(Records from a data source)
____________
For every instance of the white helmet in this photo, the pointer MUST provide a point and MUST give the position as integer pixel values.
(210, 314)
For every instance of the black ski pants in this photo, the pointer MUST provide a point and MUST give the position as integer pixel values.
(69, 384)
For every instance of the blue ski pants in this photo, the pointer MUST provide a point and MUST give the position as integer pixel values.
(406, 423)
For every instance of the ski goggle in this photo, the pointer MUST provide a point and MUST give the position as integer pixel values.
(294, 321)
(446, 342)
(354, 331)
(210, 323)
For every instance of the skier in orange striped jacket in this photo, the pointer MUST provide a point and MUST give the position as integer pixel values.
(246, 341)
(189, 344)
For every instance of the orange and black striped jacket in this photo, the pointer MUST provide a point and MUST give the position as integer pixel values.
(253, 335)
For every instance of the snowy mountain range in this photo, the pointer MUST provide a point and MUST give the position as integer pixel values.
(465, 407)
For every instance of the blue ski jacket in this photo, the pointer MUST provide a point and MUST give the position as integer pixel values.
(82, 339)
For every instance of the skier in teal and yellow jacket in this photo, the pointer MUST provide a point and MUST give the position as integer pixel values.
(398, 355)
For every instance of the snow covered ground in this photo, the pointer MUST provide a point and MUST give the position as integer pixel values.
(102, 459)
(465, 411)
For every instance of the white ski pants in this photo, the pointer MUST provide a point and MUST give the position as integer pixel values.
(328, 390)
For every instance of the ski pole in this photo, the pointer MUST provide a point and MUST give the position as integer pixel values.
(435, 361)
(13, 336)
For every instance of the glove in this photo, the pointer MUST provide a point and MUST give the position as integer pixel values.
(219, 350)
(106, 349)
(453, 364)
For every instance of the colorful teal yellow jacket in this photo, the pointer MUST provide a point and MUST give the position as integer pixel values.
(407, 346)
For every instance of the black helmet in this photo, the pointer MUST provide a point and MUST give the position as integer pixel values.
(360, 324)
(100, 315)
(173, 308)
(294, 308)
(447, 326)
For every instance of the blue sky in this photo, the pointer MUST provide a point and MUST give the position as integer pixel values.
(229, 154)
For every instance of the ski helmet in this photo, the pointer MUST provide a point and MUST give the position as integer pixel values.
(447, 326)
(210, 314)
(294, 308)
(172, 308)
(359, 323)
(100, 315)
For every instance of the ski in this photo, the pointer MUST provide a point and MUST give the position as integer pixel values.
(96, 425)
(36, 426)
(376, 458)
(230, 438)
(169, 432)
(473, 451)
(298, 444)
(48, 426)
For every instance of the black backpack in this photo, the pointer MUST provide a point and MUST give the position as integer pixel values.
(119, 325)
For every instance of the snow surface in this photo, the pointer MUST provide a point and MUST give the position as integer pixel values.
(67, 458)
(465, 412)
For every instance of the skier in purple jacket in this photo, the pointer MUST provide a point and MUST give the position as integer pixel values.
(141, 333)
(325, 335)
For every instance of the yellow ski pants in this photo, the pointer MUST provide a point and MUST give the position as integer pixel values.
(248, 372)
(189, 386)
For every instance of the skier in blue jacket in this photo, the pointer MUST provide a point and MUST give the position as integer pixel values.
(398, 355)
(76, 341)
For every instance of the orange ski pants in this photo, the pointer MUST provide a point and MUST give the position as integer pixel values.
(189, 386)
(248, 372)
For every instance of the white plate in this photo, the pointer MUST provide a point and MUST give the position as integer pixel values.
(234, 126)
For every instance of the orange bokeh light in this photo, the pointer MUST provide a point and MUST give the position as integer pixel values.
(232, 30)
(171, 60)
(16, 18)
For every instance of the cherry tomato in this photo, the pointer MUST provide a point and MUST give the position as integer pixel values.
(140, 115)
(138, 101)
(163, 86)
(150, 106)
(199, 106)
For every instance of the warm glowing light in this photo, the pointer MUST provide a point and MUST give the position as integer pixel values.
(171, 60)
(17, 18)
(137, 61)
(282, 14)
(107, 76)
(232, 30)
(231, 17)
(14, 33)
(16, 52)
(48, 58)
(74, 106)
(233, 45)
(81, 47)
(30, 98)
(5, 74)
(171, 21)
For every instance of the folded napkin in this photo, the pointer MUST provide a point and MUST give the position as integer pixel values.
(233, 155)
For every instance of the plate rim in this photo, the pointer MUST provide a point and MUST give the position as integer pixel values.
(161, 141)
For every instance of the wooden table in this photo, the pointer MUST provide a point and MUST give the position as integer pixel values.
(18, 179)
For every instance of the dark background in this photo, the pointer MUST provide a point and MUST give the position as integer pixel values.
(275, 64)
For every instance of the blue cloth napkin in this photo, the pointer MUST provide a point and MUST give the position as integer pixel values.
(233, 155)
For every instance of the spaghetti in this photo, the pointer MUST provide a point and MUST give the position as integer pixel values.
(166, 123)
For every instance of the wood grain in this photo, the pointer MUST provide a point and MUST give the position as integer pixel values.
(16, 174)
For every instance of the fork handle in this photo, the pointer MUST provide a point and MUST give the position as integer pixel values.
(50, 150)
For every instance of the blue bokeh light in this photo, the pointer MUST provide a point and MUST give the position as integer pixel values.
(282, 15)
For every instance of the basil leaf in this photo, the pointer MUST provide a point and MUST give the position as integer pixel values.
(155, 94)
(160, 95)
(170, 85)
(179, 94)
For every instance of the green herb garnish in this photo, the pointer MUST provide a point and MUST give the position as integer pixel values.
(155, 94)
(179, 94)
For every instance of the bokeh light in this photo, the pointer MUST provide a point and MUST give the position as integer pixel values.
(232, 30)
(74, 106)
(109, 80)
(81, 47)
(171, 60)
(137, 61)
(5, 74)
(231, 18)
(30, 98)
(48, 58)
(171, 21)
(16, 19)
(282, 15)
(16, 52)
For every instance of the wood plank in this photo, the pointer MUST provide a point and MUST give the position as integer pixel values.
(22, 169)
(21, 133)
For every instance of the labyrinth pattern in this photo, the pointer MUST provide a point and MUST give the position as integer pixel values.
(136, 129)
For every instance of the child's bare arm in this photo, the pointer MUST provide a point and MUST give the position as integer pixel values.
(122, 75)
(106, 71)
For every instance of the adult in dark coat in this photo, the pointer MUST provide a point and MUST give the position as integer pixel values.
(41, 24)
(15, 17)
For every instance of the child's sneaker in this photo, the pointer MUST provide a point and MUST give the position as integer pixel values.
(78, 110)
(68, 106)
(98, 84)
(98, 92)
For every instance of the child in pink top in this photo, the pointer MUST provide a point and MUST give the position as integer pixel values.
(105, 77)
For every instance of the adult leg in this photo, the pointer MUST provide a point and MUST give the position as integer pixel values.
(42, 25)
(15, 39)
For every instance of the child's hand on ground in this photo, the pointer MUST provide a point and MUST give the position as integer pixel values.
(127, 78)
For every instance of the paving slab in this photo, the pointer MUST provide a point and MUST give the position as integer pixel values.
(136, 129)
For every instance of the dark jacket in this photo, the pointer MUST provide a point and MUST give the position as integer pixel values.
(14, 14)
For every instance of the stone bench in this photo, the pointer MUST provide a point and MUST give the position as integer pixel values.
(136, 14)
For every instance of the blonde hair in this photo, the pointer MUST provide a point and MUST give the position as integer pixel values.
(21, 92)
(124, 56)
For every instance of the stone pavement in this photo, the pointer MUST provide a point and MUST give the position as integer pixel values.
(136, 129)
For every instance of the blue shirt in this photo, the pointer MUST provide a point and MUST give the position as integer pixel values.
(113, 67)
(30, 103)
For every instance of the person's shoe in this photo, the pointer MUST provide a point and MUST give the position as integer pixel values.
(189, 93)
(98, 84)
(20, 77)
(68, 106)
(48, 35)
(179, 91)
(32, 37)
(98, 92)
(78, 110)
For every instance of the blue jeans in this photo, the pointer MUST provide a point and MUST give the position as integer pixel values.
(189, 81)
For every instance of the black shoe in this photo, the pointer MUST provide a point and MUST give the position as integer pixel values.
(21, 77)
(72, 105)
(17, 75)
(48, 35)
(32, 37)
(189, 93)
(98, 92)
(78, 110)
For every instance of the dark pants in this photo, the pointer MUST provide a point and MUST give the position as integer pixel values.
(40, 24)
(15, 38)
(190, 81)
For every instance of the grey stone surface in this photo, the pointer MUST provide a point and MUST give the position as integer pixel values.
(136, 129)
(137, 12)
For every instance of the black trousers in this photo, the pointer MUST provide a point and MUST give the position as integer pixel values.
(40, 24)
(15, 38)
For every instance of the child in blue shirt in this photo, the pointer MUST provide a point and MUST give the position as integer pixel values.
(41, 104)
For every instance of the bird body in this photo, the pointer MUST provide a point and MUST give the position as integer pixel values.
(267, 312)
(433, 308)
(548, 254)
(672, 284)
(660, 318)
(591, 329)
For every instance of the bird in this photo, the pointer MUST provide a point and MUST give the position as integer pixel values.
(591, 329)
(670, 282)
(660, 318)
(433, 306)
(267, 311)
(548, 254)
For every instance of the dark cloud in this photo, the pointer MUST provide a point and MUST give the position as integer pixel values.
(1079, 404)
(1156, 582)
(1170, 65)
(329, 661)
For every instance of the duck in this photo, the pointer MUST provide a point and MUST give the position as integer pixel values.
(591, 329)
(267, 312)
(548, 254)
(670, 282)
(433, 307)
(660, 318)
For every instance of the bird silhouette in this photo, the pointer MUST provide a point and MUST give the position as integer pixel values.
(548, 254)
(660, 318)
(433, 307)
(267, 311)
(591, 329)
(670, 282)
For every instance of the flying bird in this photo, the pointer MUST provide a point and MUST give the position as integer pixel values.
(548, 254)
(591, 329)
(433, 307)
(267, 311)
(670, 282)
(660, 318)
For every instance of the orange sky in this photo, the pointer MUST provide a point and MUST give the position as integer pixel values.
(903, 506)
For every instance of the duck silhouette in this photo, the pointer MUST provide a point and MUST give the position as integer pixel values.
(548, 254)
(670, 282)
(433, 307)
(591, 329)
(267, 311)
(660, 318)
____________
WHAT YOU WILL DO:
Give back exactly the lines from the one containing "For every instance of the orange sky" through the last line of the records.

TASK ANSWER:
For every instance of the orange sky in this photo, the pointer MUST provide a point and MUST give the position as integer pixel values.
(903, 506)
For every instance of the duck silhouette in this photo, the pointer MUST provide a point and MUST give the position as integer pixel values.
(548, 254)
(670, 282)
(433, 307)
(591, 329)
(267, 311)
(660, 318)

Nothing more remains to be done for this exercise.